» **Work to be completed**
Give back the full data, unchanged and complete.

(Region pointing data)
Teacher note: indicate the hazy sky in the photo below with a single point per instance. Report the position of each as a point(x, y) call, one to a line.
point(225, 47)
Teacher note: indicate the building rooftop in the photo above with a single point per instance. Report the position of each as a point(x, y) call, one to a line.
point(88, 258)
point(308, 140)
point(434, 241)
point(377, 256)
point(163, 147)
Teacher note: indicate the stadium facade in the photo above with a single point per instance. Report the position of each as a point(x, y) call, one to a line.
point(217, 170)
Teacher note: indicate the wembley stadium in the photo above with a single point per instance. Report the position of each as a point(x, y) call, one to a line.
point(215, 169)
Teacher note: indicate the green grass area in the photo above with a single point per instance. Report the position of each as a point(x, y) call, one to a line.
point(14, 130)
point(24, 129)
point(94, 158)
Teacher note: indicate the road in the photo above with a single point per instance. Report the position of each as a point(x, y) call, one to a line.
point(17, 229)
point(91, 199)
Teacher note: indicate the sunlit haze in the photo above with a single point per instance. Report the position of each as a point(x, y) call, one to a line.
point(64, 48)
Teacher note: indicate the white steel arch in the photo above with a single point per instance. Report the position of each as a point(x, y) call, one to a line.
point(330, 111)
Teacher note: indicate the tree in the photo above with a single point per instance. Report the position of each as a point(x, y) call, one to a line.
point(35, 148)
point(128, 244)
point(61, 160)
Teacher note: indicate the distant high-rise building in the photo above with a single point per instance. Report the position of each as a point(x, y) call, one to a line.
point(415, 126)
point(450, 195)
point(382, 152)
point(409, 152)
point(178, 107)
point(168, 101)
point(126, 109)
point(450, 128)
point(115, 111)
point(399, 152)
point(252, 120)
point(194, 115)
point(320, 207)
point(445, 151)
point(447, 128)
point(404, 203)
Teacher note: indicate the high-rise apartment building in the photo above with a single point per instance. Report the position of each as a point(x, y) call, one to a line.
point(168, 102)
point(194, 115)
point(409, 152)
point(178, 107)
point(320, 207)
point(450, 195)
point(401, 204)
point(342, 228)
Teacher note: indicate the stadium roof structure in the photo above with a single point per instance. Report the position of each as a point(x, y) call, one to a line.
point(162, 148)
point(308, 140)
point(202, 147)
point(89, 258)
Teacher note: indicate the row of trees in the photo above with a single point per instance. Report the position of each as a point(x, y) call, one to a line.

» **Exercise result**
Teacher note: indicate the hazy sky in the photo below with a single point per instance. Report the position of each as a point(x, y) call, one to a line.
point(225, 47)
Teacher note: indicate the building rooftop in the photo above with a single point per instance. Report the position of each as a point(x, y) call, one to a line.
point(88, 258)
point(308, 140)
point(434, 241)
point(377, 256)
point(163, 147)
Teacher note: indicate the stadium facade in the photo above with a single point per instance. Report the position of each as a point(x, y) call, one to a line.
point(217, 170)
Teacher note: indicate the wembley stadium in the photo above with a single point per instance. Report the position of each as a point(x, y) call, one to a line.
point(215, 169)
Teacher note: indicate the green grass area in the photo above with a single point per instance. Report the position of each as a point(x, y) call, one to a line.
point(14, 130)
point(24, 129)
point(94, 158)
Teacher note: indicate the road in the photo above with a single point per instance. Report the position of each as a point(x, y) call, one to a line.
point(17, 229)
point(91, 199)
Teacher note: indicate the sunlit haze in the photo above with a single point per instance. Report the position of each as a point(x, y) call, one to a line.
point(64, 48)
Teacher note: indicate the white steel arch in the photo above with a single point per instance. Report the position of each as a point(x, y) call, one to a line.
point(330, 111)
Teacher note: indicate the tree in the photo above with a single point per instance. Report the position of each as a point(x, y) call, one to a line.
point(35, 148)
point(128, 244)
point(61, 160)
Teacher note: indicate the distant high-rise building in the photo above with a single point per instance. Report the position of each as a point(x, y) call, one to a line.
point(415, 126)
point(450, 195)
point(382, 152)
point(409, 152)
point(178, 107)
point(168, 101)
point(126, 109)
point(450, 128)
point(115, 111)
point(399, 152)
point(252, 120)
point(194, 115)
point(320, 207)
point(445, 151)
point(447, 128)
point(404, 203)
Teacher note: indicate the high-rise apartment building in the photo above with a single point per instance. Report the position of each as a point(x, y) call, one to a line.
point(168, 102)
point(194, 115)
point(409, 152)
point(178, 107)
point(320, 207)
point(450, 195)
point(401, 204)
point(342, 228)
Teacher note: indicate the stadium roof structure in the photo above with a single point per instance. Report the position of each as a point(x, y) call, one to a line.
point(162, 148)
point(308, 140)
point(202, 147)
point(89, 258)
Teacher note: indicate the row of trees in the photo above with a single point per instance. Report the position of each as a point(x, y) call, one to a line.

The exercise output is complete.